_Task instructions_: Copy out the records below word for word, beginning at the line that contains "Indicate each instance of the balcony with" and stopping after the line that contains "column 98, row 332".

_Data for this exercise_:
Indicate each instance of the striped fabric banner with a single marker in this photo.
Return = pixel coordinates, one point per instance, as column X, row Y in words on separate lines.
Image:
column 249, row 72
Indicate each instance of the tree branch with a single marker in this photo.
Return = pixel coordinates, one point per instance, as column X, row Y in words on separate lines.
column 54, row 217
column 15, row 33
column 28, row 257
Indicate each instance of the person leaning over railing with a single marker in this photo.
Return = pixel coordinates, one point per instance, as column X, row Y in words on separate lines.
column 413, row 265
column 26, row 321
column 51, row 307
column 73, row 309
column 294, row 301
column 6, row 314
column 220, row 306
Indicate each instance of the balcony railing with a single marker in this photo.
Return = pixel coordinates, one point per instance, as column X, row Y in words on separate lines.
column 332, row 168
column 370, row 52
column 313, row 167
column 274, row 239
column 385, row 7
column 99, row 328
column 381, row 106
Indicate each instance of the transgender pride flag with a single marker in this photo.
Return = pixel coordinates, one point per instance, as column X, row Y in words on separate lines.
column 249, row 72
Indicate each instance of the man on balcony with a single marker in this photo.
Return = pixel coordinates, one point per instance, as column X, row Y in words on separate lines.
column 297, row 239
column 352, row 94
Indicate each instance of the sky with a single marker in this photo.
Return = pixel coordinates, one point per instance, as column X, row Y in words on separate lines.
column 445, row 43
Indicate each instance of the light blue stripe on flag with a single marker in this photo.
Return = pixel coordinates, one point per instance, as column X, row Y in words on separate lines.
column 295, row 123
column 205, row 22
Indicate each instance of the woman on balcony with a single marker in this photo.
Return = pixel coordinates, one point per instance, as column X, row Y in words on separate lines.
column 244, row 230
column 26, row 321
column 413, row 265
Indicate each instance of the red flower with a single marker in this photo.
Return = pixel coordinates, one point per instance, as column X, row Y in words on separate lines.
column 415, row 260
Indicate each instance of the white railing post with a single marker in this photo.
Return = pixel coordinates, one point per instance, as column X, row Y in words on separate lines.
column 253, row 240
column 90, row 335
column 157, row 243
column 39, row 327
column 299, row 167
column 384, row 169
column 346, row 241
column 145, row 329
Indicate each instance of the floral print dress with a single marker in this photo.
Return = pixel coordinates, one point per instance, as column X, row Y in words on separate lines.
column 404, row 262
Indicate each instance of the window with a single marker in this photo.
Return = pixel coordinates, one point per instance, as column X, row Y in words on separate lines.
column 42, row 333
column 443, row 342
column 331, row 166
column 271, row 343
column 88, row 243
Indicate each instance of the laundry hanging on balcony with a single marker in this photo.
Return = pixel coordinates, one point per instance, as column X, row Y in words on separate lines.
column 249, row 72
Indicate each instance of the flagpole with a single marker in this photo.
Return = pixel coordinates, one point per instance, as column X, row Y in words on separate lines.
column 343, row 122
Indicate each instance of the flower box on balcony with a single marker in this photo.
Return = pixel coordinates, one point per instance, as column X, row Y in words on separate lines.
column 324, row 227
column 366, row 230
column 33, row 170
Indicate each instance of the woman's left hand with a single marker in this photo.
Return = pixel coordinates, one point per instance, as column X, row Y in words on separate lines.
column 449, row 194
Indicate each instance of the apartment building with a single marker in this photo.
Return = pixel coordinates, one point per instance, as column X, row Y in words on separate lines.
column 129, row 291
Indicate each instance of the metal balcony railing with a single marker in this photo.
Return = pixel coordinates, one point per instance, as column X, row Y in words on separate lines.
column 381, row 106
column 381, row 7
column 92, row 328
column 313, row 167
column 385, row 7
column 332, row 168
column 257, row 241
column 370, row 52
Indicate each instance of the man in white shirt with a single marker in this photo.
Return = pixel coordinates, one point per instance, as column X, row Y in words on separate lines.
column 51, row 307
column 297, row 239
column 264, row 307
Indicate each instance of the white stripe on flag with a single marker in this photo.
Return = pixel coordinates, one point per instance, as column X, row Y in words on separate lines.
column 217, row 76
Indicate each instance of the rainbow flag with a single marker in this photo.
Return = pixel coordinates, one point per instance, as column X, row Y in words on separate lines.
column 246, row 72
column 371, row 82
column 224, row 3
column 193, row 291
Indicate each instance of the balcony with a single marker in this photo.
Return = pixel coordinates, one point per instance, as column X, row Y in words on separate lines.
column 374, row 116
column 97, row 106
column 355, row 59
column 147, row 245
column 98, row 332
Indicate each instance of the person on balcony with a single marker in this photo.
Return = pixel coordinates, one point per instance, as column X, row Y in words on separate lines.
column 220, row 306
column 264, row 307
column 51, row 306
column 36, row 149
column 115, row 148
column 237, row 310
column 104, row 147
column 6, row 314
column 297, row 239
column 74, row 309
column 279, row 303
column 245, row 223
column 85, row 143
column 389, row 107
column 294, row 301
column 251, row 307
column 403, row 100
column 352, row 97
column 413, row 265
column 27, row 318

_Written answer_:
Indicate each instance of the balcony with a single marker in this photo.
Return = pixel coordinates, one point per instance, as column X, row Y in words on separate lines.
column 374, row 116
column 97, row 106
column 355, row 59
column 147, row 245
column 98, row 332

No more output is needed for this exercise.